--- begin Data shown ---

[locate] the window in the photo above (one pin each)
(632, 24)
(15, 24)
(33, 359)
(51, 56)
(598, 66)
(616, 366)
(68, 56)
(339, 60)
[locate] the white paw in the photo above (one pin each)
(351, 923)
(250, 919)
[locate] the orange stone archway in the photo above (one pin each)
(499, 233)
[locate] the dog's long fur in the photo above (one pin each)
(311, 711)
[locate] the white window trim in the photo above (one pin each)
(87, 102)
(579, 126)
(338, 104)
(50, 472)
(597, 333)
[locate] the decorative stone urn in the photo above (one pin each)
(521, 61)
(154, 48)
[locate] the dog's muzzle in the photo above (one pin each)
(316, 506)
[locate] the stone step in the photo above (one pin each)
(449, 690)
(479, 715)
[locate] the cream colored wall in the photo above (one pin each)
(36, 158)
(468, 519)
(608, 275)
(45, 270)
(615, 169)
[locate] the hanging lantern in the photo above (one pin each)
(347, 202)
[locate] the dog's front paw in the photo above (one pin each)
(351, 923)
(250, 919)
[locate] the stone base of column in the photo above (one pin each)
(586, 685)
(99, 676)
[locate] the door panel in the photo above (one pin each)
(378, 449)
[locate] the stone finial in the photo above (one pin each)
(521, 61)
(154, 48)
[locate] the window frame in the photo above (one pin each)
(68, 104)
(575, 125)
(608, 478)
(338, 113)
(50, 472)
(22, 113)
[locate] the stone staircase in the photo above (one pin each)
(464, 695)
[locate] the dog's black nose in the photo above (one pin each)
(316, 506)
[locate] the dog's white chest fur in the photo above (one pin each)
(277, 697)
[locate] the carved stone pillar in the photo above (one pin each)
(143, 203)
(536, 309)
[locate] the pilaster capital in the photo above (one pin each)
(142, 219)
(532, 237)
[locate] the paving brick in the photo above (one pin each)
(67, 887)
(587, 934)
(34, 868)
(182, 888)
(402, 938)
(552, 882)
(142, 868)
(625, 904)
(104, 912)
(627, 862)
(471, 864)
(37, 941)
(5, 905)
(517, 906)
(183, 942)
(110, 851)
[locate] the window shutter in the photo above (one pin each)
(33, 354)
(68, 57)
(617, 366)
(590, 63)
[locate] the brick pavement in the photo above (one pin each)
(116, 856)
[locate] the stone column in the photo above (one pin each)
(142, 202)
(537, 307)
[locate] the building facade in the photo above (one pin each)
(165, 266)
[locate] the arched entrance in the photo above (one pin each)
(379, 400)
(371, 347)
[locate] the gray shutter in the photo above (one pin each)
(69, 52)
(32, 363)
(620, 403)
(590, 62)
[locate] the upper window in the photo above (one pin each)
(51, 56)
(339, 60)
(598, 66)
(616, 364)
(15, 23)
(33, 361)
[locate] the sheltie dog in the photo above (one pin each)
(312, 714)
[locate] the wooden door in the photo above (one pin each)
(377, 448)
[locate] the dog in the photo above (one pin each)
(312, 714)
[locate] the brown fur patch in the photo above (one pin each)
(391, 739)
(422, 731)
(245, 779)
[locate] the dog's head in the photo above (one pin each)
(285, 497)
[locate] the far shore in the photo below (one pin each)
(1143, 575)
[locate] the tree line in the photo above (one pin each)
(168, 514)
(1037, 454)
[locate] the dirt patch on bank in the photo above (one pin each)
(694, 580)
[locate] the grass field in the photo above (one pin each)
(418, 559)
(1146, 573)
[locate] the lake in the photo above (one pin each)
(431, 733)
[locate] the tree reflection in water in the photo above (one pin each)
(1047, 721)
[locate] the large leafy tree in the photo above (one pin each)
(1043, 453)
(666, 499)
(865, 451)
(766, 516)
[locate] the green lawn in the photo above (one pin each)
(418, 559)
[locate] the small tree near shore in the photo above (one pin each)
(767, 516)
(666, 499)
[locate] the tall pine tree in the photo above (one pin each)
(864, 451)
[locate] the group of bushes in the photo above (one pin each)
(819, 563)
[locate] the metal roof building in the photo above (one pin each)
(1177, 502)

--- end Data shown ---

[Exercise requirements]
Print all of the rows above again, unchanged and in the same order.

[Exercise response]
[locate] the window in the photo above (one pin each)
(632, 24)
(15, 24)
(33, 359)
(51, 56)
(598, 66)
(616, 366)
(68, 56)
(339, 60)
[locate] the white paw in the photo above (one pin each)
(351, 923)
(250, 919)
[locate] the orange stone archway in the photo above (one pin each)
(499, 233)
[locate] the dog's long fur in the photo above (one pin each)
(311, 711)
[locate] the white window trim in the photo above (one pin each)
(87, 102)
(579, 126)
(338, 104)
(50, 472)
(597, 333)
[locate] the decorative stone urn in the photo above (one pin each)
(521, 61)
(154, 48)
[locate] the dog's muzzle in the photo above (one pin each)
(316, 506)
[locate] the stone step in the photo above (one pin each)
(449, 690)
(479, 715)
[locate] the cream colored wall in the photo above (one pin each)
(36, 158)
(468, 519)
(608, 275)
(45, 270)
(615, 169)
[locate] the hanging lantern in the photo above (one pin each)
(347, 202)
[locate] the dog's front paw in the photo above (one pin each)
(351, 923)
(250, 919)
[locate] the stone base of column in the photo above (one pin each)
(586, 685)
(99, 676)
[locate] the door panel in the photo above (one pin each)
(378, 449)
[locate] the stone finial in the photo above (one pin each)
(521, 61)
(154, 48)
[locate] the window frame in the photo above (one pin each)
(68, 104)
(575, 125)
(608, 478)
(338, 113)
(50, 472)
(22, 113)
[locate] the stone staircase in the photo above (one pin each)
(464, 695)
[locate] the dog's black nose in the photo above (one pin each)
(316, 506)
[locate] the dog's white chest fur in the photo above (one pin each)
(277, 697)
[locate] the carved stone pillar in the photo above (one pin each)
(143, 203)
(536, 309)
[locate] the pilaster capital in the photo above (one pin each)
(142, 219)
(532, 237)
[locate] the paving brick in the photo above (one pin each)
(67, 887)
(587, 934)
(34, 868)
(182, 888)
(402, 938)
(552, 882)
(142, 868)
(625, 904)
(104, 912)
(627, 862)
(471, 864)
(37, 941)
(5, 905)
(517, 906)
(183, 942)
(110, 851)
[locate] the window shutter in the photo above (one pin each)
(33, 354)
(68, 57)
(617, 366)
(590, 63)
[locate] the brick pavement in the photo above (one pin each)
(116, 856)
[locate] the stone column in the photo above (one pin each)
(142, 202)
(537, 307)
[locate] the building facade in the photo above (one pin each)
(165, 266)
[locate] the arched entrance in the photo above (one pin each)
(379, 400)
(371, 347)
[locate] the gray shutter in the photo above (one pin each)
(69, 52)
(32, 363)
(620, 403)
(590, 62)
[locate] the upper window in the photo above (one pin each)
(51, 56)
(339, 60)
(598, 66)
(616, 364)
(15, 23)
(33, 361)
[locate] the sheltie dog in the photo above (one pin each)
(312, 714)
[locate] the wooden door in the photo above (one pin each)
(377, 448)
[locate] the dog in the photo above (one pin each)
(312, 714)
[locate] the brown fur patch in the photo above (one pin each)
(391, 739)
(422, 731)
(245, 779)
[locate] the dog's head in the photo above (one pin each)
(285, 497)
[locate] the far shore in the photo below (one pin each)
(1143, 575)
[locate] the tree line in the photo above (one pin each)
(168, 514)
(1037, 454)
[locate] the dirt patch on bank in the photo above (one pin each)
(694, 580)
[locate] the grass field in the photo above (one pin each)
(418, 559)
(1146, 573)
[locate] the lake in the photo above (one pin each)
(431, 733)
[locate] the tree reflection in water in the photo above (one pin each)
(1047, 721)
[locate] the large leafy tree in the photo above (one pin each)
(1043, 453)
(666, 499)
(865, 451)
(766, 516)
[locate] the green lawn in the photo above (one pin each)
(418, 559)
[locate] the small tree near shore in the photo above (one pin each)
(767, 516)
(666, 499)
[locate] the tall pine tree in the photo above (one pin each)
(864, 451)
[locate] the group of bushes in the photo above (one pin each)
(819, 563)
[locate] the metal roof building in the photo above (one pin each)
(1177, 502)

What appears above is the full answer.